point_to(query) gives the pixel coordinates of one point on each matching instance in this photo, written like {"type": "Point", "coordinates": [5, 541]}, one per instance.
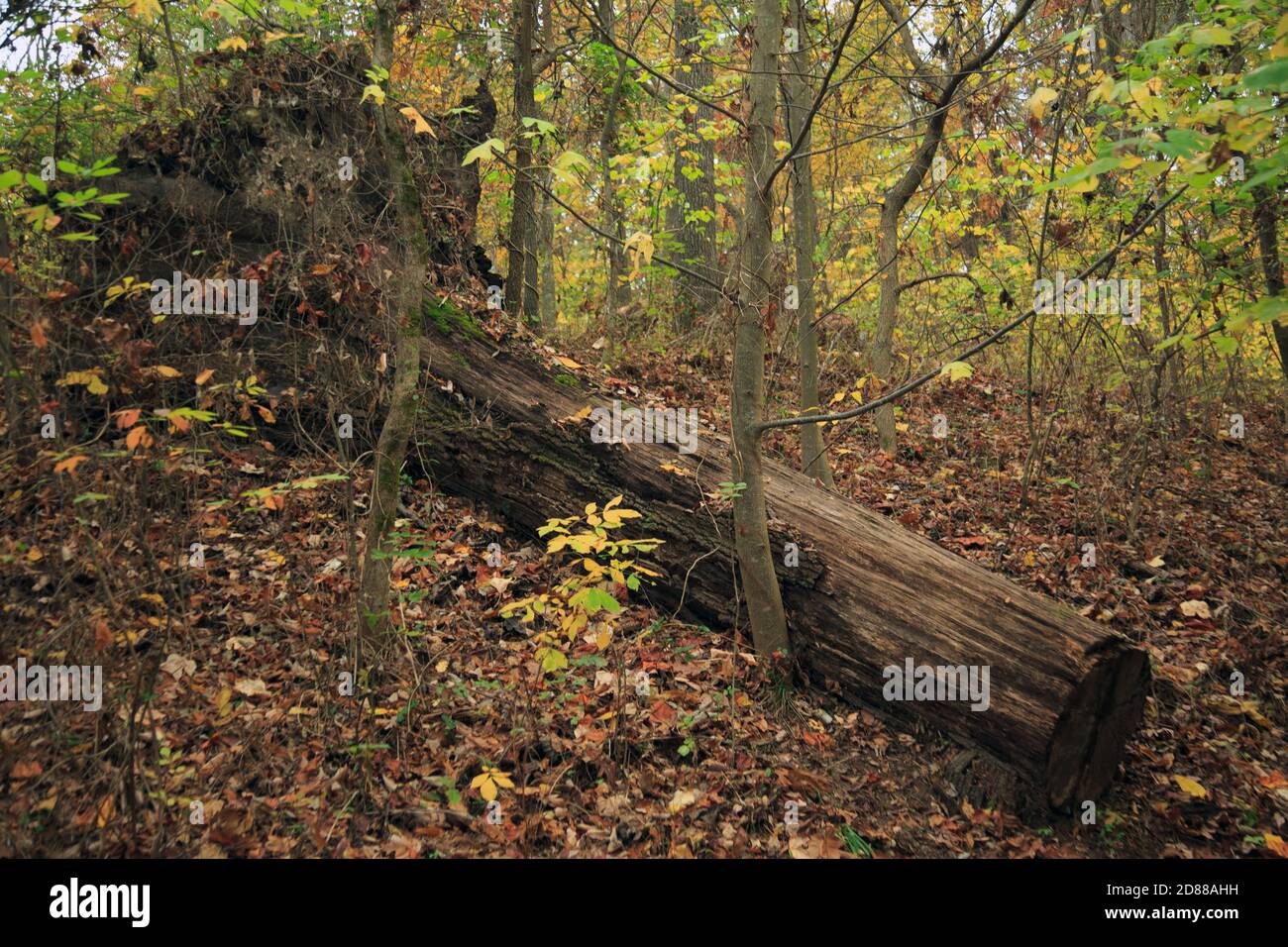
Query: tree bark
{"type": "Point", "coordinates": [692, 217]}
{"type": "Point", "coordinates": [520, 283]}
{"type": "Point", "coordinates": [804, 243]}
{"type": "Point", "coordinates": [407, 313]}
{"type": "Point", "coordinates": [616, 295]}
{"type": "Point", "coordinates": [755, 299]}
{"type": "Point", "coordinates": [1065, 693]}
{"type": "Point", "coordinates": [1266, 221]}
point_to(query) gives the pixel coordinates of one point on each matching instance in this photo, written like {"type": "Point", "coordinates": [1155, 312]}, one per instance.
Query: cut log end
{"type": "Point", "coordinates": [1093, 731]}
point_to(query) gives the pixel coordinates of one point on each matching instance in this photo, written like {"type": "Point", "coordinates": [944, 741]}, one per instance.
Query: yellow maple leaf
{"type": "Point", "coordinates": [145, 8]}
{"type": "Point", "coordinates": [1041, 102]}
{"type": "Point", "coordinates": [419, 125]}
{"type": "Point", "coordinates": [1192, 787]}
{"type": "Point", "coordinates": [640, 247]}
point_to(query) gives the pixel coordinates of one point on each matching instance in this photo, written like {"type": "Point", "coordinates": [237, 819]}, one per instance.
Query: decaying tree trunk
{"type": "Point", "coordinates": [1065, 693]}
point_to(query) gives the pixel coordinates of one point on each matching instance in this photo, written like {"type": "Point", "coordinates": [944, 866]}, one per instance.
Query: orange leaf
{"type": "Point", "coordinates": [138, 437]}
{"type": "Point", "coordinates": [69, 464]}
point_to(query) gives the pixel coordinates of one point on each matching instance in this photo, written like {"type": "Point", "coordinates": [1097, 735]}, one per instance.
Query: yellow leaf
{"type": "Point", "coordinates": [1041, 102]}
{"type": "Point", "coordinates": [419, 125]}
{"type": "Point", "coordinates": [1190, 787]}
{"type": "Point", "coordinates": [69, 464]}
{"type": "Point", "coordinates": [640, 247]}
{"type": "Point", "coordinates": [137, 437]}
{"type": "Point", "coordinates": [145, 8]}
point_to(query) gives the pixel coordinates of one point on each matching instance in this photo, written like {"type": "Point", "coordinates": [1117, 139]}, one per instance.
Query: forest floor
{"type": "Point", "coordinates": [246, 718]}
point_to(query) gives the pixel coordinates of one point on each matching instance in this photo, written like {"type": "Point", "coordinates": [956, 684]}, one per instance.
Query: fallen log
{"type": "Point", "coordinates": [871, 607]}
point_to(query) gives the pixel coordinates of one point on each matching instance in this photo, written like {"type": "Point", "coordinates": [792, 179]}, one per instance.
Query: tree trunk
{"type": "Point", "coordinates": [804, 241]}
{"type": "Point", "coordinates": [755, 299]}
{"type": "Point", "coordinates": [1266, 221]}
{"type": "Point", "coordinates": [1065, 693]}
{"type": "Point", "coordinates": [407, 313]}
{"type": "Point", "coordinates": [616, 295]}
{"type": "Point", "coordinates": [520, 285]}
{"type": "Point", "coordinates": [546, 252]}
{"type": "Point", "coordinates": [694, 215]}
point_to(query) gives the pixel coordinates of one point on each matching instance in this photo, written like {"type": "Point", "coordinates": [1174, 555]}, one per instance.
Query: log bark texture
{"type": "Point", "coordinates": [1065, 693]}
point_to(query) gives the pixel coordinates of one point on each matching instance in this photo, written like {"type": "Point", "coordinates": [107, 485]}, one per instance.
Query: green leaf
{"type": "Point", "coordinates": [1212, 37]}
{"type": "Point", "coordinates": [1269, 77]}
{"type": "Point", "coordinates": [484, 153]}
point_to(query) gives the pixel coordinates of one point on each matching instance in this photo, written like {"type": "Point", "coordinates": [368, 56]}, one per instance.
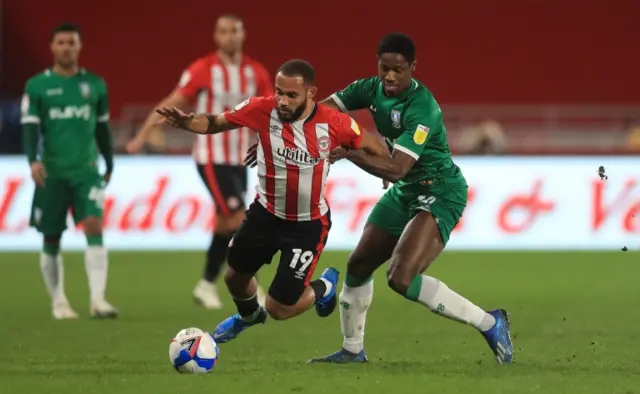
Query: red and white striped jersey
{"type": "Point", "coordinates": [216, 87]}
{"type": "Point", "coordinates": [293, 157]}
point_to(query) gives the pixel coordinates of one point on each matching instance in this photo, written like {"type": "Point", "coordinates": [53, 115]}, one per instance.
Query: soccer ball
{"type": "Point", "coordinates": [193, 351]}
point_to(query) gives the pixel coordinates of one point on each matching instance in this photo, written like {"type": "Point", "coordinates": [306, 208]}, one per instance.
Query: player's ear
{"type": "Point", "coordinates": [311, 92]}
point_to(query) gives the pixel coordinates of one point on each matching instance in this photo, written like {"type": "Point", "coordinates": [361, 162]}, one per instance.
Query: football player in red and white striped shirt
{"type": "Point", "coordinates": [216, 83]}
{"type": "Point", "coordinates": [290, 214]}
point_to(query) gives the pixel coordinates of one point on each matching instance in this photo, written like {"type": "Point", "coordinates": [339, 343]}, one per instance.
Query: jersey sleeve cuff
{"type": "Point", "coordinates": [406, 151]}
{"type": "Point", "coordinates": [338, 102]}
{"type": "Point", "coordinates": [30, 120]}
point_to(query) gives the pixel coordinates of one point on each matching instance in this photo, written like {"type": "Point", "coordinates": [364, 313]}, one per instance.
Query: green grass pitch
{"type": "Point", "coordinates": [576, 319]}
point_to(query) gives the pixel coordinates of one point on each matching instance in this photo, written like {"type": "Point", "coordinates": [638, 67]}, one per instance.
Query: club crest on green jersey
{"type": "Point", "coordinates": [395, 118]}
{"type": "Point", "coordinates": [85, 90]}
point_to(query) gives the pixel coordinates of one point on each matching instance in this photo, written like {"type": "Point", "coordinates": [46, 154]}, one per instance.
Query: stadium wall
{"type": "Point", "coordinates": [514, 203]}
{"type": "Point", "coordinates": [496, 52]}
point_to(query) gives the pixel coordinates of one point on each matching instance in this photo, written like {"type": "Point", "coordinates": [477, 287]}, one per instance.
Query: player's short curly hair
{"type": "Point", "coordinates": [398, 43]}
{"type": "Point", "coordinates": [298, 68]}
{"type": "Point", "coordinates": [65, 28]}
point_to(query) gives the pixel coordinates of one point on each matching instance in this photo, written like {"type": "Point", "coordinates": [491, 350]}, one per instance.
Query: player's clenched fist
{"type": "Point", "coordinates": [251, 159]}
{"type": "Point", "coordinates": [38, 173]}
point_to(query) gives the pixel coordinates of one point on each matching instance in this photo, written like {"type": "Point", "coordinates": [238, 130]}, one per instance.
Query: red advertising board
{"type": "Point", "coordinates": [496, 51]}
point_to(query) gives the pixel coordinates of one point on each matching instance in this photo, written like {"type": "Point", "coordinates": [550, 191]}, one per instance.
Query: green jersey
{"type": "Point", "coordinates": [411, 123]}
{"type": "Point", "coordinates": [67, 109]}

......

_Task prompt_
Reproduce the entries above word for word. Pictures stay out.

_Solution to the exercise_
point_to(query) gives the pixel coordinates of one point on each matching instance in this photo, written like {"type": "Point", "coordinates": [5, 541]}, one per instance.
Query: tree bark
{"type": "Point", "coordinates": [692, 217]}
{"type": "Point", "coordinates": [520, 283]}
{"type": "Point", "coordinates": [804, 243]}
{"type": "Point", "coordinates": [407, 313]}
{"type": "Point", "coordinates": [616, 295]}
{"type": "Point", "coordinates": [755, 299]}
{"type": "Point", "coordinates": [1065, 693]}
{"type": "Point", "coordinates": [1266, 221]}
point_to(query) gives the pixel coordinates of one point on each matching instance in this photo, written like {"type": "Point", "coordinates": [1155, 312]}, one per instance.
Query: cut log end
{"type": "Point", "coordinates": [1093, 731]}
point_to(query) gives the pixel coordinates of one point on each matching instance in this photo, written like {"type": "Point", "coordinates": [944, 741]}, one per instance.
Query: yellow maple leaf
{"type": "Point", "coordinates": [145, 8]}
{"type": "Point", "coordinates": [1041, 102]}
{"type": "Point", "coordinates": [419, 125]}
{"type": "Point", "coordinates": [1192, 787]}
{"type": "Point", "coordinates": [640, 247]}
point_to(query) gives the pixel coordinates of one point on each matching instance in this photo, written like {"type": "Point", "coordinates": [237, 819]}, one per instance.
Query: decaying tree trunk
{"type": "Point", "coordinates": [1065, 693]}
point_to(query) gives the pixel coordinates of one point on each matching instance in this photo, written like {"type": "Point", "coordinates": [944, 866]}, one per instance.
Query: orange leaf
{"type": "Point", "coordinates": [138, 437]}
{"type": "Point", "coordinates": [69, 464]}
point_to(query) gives the pixel coordinates of one point on each matching instance in this photo, written like {"type": "Point", "coordinates": [1097, 735]}, one per instance.
Query: yellow leaf
{"type": "Point", "coordinates": [1041, 102]}
{"type": "Point", "coordinates": [419, 125]}
{"type": "Point", "coordinates": [1190, 787]}
{"type": "Point", "coordinates": [69, 464]}
{"type": "Point", "coordinates": [640, 247]}
{"type": "Point", "coordinates": [137, 437]}
{"type": "Point", "coordinates": [145, 8]}
point_to(query) gives the pixel coordinates of one point on each matching instance in this photo, written like {"type": "Point", "coordinates": [1117, 139]}, one per instance.
Query: forest floor
{"type": "Point", "coordinates": [246, 718]}
point_to(query) gives the pixel coordinates of one point on each matching instance in this photo, written like {"type": "Point", "coordinates": [956, 684]}, one per instance.
Query: fallen log
{"type": "Point", "coordinates": [871, 607]}
point_to(query) gives the pixel coordinates of one point on each matching instance in this photo, written like {"type": "Point", "coordinates": [792, 179]}, one per instance.
Query: tree trunk
{"type": "Point", "coordinates": [804, 241]}
{"type": "Point", "coordinates": [755, 299]}
{"type": "Point", "coordinates": [1266, 221]}
{"type": "Point", "coordinates": [1065, 693]}
{"type": "Point", "coordinates": [407, 313]}
{"type": "Point", "coordinates": [616, 295]}
{"type": "Point", "coordinates": [520, 285]}
{"type": "Point", "coordinates": [546, 252]}
{"type": "Point", "coordinates": [694, 215]}
point_to(query) gives the pixel coordinates of one point on each matching instance in this photo, written like {"type": "Point", "coordinates": [1174, 555]}, one per instance.
Query: log bark texture
{"type": "Point", "coordinates": [1065, 693]}
point_to(query) gives the pixel coordinates of one point on each matching instance in this photo, written like {"type": "Point", "coordinates": [107, 485]}, one per instance.
Query: green leaf
{"type": "Point", "coordinates": [1212, 37]}
{"type": "Point", "coordinates": [1269, 77]}
{"type": "Point", "coordinates": [484, 153]}
point_to(query) gives the pixel coordinates of one point on each matching instance in this photo, written like {"type": "Point", "coordinates": [368, 56]}, one per instance.
Query: red and white striped jersey
{"type": "Point", "coordinates": [216, 87]}
{"type": "Point", "coordinates": [293, 157]}
point_to(query) gives the pixel coordinates of one point on each matching instance in this photo, written like {"type": "Point", "coordinates": [53, 115]}, one per instance.
Query: soccer ball
{"type": "Point", "coordinates": [193, 351]}
point_to(query) gives the pixel coordinates of one point on each matching instance in this photo, written like {"type": "Point", "coordinates": [306, 208]}, one per instance.
Query: player's ear
{"type": "Point", "coordinates": [311, 92]}
point_to(query) gives the pixel coordinates of one point on each matching instance in this photo, written like {"type": "Point", "coordinates": [361, 162]}, one per instance.
Query: football player in red and white striped shirt
{"type": "Point", "coordinates": [216, 83]}
{"type": "Point", "coordinates": [290, 214]}
point_to(query) gives the pixel coordinates of one point on each matching instance in this photo, written like {"type": "Point", "coordinates": [339, 343]}, one per instance.
Query: jersey sleeve cuff
{"type": "Point", "coordinates": [406, 151]}
{"type": "Point", "coordinates": [338, 102]}
{"type": "Point", "coordinates": [30, 120]}
point_to(query) gives the pixel coordinates of one point on each matching instance in this photo, written like {"type": "Point", "coordinates": [364, 313]}, one per instance.
Query: green grass pitch
{"type": "Point", "coordinates": [576, 319]}
point_to(query) gives the pixel coordinates of one point on each matching instance in this photo, written like {"type": "Point", "coordinates": [638, 67]}, one per instance.
Query: club crest on green jersey
{"type": "Point", "coordinates": [395, 118]}
{"type": "Point", "coordinates": [85, 90]}
point_to(query) gives the pixel coordinates of one point on each matching instance in this photo, written like {"type": "Point", "coordinates": [46, 154]}, one per instance.
Query: stadium wall
{"type": "Point", "coordinates": [514, 203]}
{"type": "Point", "coordinates": [496, 52]}
point_to(query) gives the pixel coordinates of one point on each matching instance in this photo, written like {"type": "Point", "coordinates": [477, 287]}, one per instance.
Query: player's short curly hair
{"type": "Point", "coordinates": [398, 43]}
{"type": "Point", "coordinates": [298, 68]}
{"type": "Point", "coordinates": [65, 28]}
point_to(query) gives the pixel coordinates of one point on each matching instance in this photo, written like {"type": "Point", "coordinates": [491, 350]}, one per instance.
Query: player's clenched fist
{"type": "Point", "coordinates": [251, 159]}
{"type": "Point", "coordinates": [38, 173]}
point_to(query) gives the pixel coordinates of one point on each matching instance in this photo, written like {"type": "Point", "coordinates": [238, 130]}, one per instance.
Query: red advertising board
{"type": "Point", "coordinates": [496, 51]}
point_to(query) gives the pixel coordinates of one point on each matching instance in this photo, written like {"type": "Point", "coordinates": [550, 191]}, one per instance.
Query: green jersey
{"type": "Point", "coordinates": [411, 123]}
{"type": "Point", "coordinates": [67, 109]}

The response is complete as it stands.